Consigne A: Pour chaque phrase, dites si elle est d'accord avec l'extrait sur l'escale du Sindh, puis citez les mots du texte qui le montrent : (i) Des marchands ont proposé des peaux de panthère aux passagers. (ii) Les jeunes nageurs attendent qu'on leur lance de la nourriture. (iii) La chaloupe baleinière est suspendue à environ vingt pieds au-dessus de la mer.
Consigne B: Recopiez toutes les lignes des enregistrements, sans en omettre aucune, en décalant de 136 chaque coordonnée des réponses. N'incluez pas les images.

Extrait à lire:
========================================
Pendant ce temps, les passagers restés à bord du Sindh n’ont pas manqué de distractions; sans parler des marchands qui sont venus leur offrir des œufs et des plumes d’autruche, des peaux de panthère, des cornes d’antilope, ils ont eu la vue récréative des jeunes Arabes amphibies, qui nagent autour du steamer en attendant qu’on leur jette quelque menue monnaie. Une pièce de six pence tombe à l’eau ; douze moricauds plongent aussitôt, vous ne voyez plus que vingt-quatre pieds, puis tout disparaît; au bout d’un instant, tous remontent à la surface, et le plus habile vous montre entre ses dents la pièce qu’il a saisie avant qu’elle eût gagné le fond. D’autres grimpent comme des écureuils jusqu’à la chaloupe baleinière suspendue à une vingtaine de pieds au-dessus de la mer et débattent le prix d’un plongeon, qu’ils exécutent sans sourciller. C’est une sorte de taxe assez lucrative que ces naturels frappent sur le désœuvrement du passager, nulle part plus profond qu’aux escales.
========================================
(Entrées de contour pour les images)

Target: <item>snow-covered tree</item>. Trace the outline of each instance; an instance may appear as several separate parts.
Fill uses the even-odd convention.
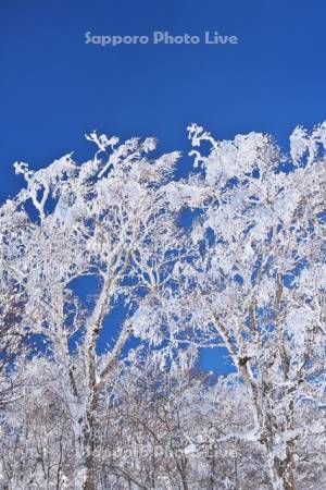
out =
[[[191,125],[189,137],[211,145],[208,156],[191,151],[199,171],[179,183],[201,211],[191,226],[198,259],[176,271],[189,323],[227,347],[273,488],[293,490],[299,448],[324,430],[298,426],[296,414],[325,408],[326,124],[298,127],[289,157],[256,133],[215,142]]]
[[[4,487],[325,487],[326,125],[298,127],[289,156],[256,133],[189,137],[184,180],[152,138],[92,133],[83,164],[15,163],[26,188],[0,208]],[[198,350],[222,345],[237,372],[195,372]]]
========================================
Bonne réponse A:
(i) Oui : « des peaux de panthère ».
(ii) Non : « en attendant qu’on leur jette quelque menue monnaie ».
(iii) Oui : « suspendue à une vingtaine de pieds au-dessus de la mer ».

Bonne réponse B:
Target: <item>snow-covered tree</item>. Trace the outline of each instance; an instance may appear as several separate parts.
Fill uses the even-odd convention.
out =
[[[327,261],[325,273],[347,281],[344,292],[327,287],[335,307],[315,319],[337,347],[327,362],[334,395],[312,407],[325,459],[363,483],[409,624],[429,626],[435,584],[460,566],[434,562],[432,550],[461,544],[462,260],[434,263],[425,293],[392,269],[351,278]]]
[[[140,623],[461,623],[462,261],[434,263],[425,292],[392,269],[325,273],[320,316],[288,274],[228,269],[219,300],[151,299],[162,324],[136,344]],[[334,486],[358,481],[373,508],[331,508]]]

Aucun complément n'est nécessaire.